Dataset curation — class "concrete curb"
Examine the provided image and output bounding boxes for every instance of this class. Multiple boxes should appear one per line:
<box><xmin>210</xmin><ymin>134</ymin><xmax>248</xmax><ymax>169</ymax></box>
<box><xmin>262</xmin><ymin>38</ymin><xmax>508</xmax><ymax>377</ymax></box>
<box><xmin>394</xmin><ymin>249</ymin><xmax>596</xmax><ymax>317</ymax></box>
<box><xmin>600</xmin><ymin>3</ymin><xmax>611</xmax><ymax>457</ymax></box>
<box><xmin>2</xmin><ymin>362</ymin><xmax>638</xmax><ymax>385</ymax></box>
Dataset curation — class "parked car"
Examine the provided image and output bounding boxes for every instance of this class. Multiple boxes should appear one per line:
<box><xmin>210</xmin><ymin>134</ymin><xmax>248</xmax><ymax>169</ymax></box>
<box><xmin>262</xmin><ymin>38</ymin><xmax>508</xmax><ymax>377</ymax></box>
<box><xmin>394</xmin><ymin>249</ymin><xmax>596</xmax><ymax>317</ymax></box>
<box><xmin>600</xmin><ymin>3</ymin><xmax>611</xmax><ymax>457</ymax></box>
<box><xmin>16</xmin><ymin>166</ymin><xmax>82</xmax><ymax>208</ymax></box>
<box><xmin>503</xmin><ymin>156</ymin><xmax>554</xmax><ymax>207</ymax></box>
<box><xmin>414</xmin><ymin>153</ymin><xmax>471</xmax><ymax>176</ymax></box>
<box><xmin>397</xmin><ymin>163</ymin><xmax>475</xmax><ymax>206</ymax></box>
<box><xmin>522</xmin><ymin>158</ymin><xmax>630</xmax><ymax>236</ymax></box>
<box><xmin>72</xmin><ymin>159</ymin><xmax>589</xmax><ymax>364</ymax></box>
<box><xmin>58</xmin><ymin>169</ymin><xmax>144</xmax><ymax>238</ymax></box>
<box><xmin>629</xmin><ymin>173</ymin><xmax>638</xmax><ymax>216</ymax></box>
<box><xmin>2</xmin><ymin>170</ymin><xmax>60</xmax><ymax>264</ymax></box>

###

▶ _Prompt_: Check every line of the entries above for the word "class" and report how many lines contain it, giving the number only.

▶ _Response to this exercise_: 4